-- START Records for this exercise --

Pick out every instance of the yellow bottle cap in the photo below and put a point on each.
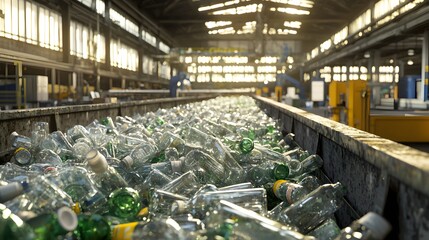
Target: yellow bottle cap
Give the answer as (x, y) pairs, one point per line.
(144, 212)
(277, 184)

-- END Records for this exercise --

### Short task
Pull out each line of the material that contains the string "bottle", copying every such line in full.

### Solution to this exercise
Pick out every instance of the yellow bottle cap in the photo below and put a point on each.
Target: yellow bottle cap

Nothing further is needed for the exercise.